■ ARTICLE ■

CPU throttling issue

Rhys1979 · ‎06-28-2023

Hello all,

I have three Dell R740xd hosts in three physical locations, all with identical physical and VM configurations.

One host, I am having an issue with the CPUs being throttled. ESXi 8.01 with Dual Xeon Gold 6144 CPUs and 128GB RAM. VM 1 is assigned 8 cores and 16GB of RAM, VM shows around 18GHz used, but the host utilization for that VM is only around 9GHz. VM2 same hardware configuration, virtual usage shows around 15GHz used, but host utilization is only around 4.5GHz.

On the other two hosts, host CPU utilization matches VM CPU utilization. I've checked every bit of configuration I can find, and everything matches across all three hosts, so I'm at a loss as to what is going on. Anyone have any ideas?

Tibmeister · ‎06-28-2023

So you're saying the only indication of throttling you have is that the guest numbers don't match the host numbers? Well, they won't, rarely ever. The reason is there's different methods measured in order to come up with the measurements.

For instance, most OS's (Linux and Windows) use a method called a Watchdog Timer in order to determine the CPU usage. It does this by starting a low priority threat on the CPU(s) and waits to see how long it takes for that thread to complete. That calculation is the measurement for usage of the CPU. The logic is that the low priority thread will not complete until all other threads are completed, so in theory, this is a viable ball park measurement. This is what happens regardless of the hardware, which is why it works because it is hardware agnostic.

(Items drawn from a data source)
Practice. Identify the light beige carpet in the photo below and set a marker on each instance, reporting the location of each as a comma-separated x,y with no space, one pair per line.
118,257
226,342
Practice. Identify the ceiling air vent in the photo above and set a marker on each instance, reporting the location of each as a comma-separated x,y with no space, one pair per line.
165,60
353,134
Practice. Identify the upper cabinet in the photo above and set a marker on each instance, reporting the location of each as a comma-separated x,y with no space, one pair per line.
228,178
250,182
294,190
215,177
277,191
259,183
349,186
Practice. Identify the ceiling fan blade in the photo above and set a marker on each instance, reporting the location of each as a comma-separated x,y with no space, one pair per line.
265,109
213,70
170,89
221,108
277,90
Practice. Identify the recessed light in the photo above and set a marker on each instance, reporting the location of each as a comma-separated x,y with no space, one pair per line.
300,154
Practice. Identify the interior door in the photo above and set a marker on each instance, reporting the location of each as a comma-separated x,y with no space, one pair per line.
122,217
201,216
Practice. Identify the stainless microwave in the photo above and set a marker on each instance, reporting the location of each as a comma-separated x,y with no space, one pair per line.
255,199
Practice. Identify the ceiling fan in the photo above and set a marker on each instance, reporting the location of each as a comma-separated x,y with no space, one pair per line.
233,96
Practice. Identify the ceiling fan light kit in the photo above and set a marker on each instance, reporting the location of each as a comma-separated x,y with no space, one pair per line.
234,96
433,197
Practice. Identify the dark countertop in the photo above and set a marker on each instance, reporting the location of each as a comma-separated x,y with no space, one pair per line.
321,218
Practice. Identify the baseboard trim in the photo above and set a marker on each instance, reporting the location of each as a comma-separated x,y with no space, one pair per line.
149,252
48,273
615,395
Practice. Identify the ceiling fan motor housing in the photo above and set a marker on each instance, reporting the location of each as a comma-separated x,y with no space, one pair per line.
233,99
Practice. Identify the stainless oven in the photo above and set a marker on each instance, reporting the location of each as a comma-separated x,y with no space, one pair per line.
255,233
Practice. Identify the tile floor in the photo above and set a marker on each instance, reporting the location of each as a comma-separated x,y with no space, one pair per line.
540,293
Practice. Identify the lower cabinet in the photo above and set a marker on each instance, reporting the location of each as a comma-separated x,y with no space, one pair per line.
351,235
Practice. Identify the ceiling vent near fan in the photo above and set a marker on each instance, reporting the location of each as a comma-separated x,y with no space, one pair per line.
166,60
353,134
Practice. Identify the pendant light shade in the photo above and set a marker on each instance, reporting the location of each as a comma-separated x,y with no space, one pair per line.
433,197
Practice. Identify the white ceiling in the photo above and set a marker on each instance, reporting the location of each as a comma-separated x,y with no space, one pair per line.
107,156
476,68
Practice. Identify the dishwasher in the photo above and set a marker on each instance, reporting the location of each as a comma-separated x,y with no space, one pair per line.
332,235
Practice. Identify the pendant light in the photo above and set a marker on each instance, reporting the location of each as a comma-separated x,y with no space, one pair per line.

■ OBJECTIVE ■
Repeat the CPU throttling thread in full, word for word. This material comes from a separate source.

■ RESULT OF THIS TASK ■
CPU throttling issue

Rhys1979 · ‎06-28-2023

Hello all,

I have three Dell R740xd hosts in three physical locations, all with identical physical and VM configurations.

One host, I am having an issue with the CPUs being throttled. ESXi 8.01 with Dual Xeon Gold 6144 CPUs and 128GB RAM. VM 1 is assigned 8 cores and 16GB of RAM, VM shows around 18GHz used, but the host utilization for that VM is only around 9GHz. VM2 same hardware configuration, virtual usage shows around 15GHz used, but host utilization is only around 4.5GHz.

On the other two hosts, host CPU utilization matches VM CPU utilization. I've checked every bit of configuration I can find, and everything matches across all three hosts, so I'm at a loss as to what is going on. Anyone have any ideas?

Tibmeister · ‎06-28-2023

So you're saying the only indication of throttling you have is that the guest numbers don't match the host numbers? Well, they won't, rarely ever. The reason is there's different methods measured in order to come up with the measurements.

For instance, most OS's (Linux and Windows) use a method called a Watchdog Timer in order to determine the CPU usage. It does this by starting a low priority threat on the CPU(s) and waits to see how long it takes for that thread to complete. That calculation is the measurement for usage of the CPU. The logic is that the low priority thread will not complete until all other threads are completed, so in theory, this is a viable ball park measurement. This is what happens regardless of the hardware, which is why it works because it is hardware agnostic.